> Aufgaben:
A - Entscheiden Sie, ob die folgenden Aussagen mit dem Text zur Raumesvorstellung übereinstimmen, und belegen Sie jedes Ja oder Nein mit den entscheidenden Worten aus dem Text. (i) Der auf diese Weise vom Sternenhimmel her gewonnene Raum lässt sich durch drei Dimensionen erschöpfen. (ii) Der gestern besprochene Raum wird mit drei aufeinander senkrecht stehenden Linien angedeutet. (iii) Die Kräfte wirken von innen her an den Gebilden auf der Erdoberfläche.
B - Schreiben Sie aus dem Text zur Raumesvorstellung wortgetreu ab, beginnend mit „Man bekommt da“ und weiter bis einschließlich „der Erdoberfläche sind.“.

Man bekommt da nun nicht einen Raum, der sich durch drei Dimensionen erschöpfen läßt, wenn man in dieser Weise vom Sternenhimmel herein zu der Raumesvorstellung kommen will, sondern man bekommt einen Raum, den ich auch nur bildhaft andeuten kann: Würde ich den Raum, von dem ich gestern gesprochen habe, anzudeuten haben mit den drei aufeinander senkrecht stehenden Linien (sie werden gezeichnet als Mitte der entstehenden Zeichnung), so müßte ich diesen anderen Raum so andeuten, daß ich überall solche Konfigurationen zeichne, wie wenn Kräfte in Flächen sich von allen Seiten des Weltenalls der Erde näherten und von außen her plastisch wirkten an den Gebilden, welche auf der Erdoberfläche sind.

> Vorliegende Daten:
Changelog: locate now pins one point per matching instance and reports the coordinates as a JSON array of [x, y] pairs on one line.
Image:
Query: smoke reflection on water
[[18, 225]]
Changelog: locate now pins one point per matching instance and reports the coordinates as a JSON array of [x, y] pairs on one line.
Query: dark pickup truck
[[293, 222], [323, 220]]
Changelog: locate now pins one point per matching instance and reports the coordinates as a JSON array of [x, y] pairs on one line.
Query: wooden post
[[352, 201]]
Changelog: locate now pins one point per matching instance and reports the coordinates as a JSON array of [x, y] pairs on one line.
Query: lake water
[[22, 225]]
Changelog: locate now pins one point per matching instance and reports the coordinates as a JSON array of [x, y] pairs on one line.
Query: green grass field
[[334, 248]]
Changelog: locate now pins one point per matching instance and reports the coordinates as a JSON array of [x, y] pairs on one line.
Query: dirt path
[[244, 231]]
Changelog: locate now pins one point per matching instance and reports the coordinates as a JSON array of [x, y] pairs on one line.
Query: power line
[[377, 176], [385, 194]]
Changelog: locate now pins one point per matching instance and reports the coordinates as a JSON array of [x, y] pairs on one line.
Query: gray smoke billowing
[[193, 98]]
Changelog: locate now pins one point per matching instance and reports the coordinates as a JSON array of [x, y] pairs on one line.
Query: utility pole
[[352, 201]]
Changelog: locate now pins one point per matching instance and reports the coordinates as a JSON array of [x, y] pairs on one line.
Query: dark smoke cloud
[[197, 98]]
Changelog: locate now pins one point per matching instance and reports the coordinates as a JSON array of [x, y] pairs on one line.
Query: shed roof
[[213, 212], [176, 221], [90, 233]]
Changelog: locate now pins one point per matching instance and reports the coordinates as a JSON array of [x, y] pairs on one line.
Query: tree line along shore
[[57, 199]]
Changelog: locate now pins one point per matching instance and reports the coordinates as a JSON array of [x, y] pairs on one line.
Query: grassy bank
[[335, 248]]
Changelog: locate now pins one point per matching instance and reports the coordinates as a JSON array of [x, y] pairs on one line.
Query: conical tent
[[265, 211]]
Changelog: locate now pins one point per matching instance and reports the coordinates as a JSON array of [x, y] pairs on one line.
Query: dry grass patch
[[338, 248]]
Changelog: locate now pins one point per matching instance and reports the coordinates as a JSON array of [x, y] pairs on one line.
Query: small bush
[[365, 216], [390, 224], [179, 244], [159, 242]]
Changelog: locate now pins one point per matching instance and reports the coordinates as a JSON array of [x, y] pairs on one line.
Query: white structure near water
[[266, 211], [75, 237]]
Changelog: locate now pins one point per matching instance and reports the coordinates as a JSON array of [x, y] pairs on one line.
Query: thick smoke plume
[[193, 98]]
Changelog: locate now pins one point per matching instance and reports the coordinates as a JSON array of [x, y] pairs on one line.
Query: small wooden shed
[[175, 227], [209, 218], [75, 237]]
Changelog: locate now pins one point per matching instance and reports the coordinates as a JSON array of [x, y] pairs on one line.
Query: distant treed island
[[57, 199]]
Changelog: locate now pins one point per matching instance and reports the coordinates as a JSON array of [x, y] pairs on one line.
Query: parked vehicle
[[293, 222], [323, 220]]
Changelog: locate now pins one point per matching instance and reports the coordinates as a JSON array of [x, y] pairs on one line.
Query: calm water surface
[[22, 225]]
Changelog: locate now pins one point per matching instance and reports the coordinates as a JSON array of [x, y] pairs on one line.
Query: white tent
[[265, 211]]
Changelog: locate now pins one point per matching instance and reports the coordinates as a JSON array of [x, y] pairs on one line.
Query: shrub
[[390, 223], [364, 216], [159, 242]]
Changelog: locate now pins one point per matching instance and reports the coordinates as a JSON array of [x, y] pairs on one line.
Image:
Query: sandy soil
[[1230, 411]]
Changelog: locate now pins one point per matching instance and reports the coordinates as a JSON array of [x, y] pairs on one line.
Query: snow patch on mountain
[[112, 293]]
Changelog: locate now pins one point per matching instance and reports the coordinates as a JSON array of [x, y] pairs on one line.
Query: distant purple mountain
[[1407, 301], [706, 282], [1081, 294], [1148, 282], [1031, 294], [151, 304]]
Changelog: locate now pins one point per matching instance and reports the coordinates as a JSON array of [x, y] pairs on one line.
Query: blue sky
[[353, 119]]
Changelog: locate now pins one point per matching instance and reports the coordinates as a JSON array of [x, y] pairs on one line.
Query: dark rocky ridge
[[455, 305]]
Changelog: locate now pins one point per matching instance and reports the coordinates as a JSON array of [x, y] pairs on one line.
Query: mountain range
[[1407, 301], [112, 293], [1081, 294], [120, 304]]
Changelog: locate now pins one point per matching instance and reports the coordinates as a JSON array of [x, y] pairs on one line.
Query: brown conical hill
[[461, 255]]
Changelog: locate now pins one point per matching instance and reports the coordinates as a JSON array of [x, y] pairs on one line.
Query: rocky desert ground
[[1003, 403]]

> Lösungen:
A -
(i) Nein: „nicht einen Raum, der sich durch drei Dimensionen erschöpfen läßt“
(ii) Ja: „mit den drei aufeinander senkrecht stehenden Linien“
(iii) Nein: „von außen her plastisch wirkten an den Gebilden“

B -
Man bekommt da nun nicht einen Raum, der sich durch drei Dimensionen erschöpfen läßt, wenn man in dieser Weise vom Sternenhimmel herein zu der Raumesvorstellung kommen will, sondern man bekommt einen Raum, den ich auch nur bildhaft andeuten kann: Würde ich den Raum, von dem ich gestern gesprochen habe, anzudeuten haben mit den drei aufeinander senkrecht stehenden Linien (sie werden gezeichnet als Mitte der entstehenden Zeichnung), so müßte ich diesen anderen Raum so andeuten, daß ich überall solche Konfigurationen zeichne, wie wenn Kräfte in Flächen sich von allen Seiten des Weltenalls der Erde näherten und von außen her plastisch wirkten an den Gebilden, welche auf der Erdoberfläche sind.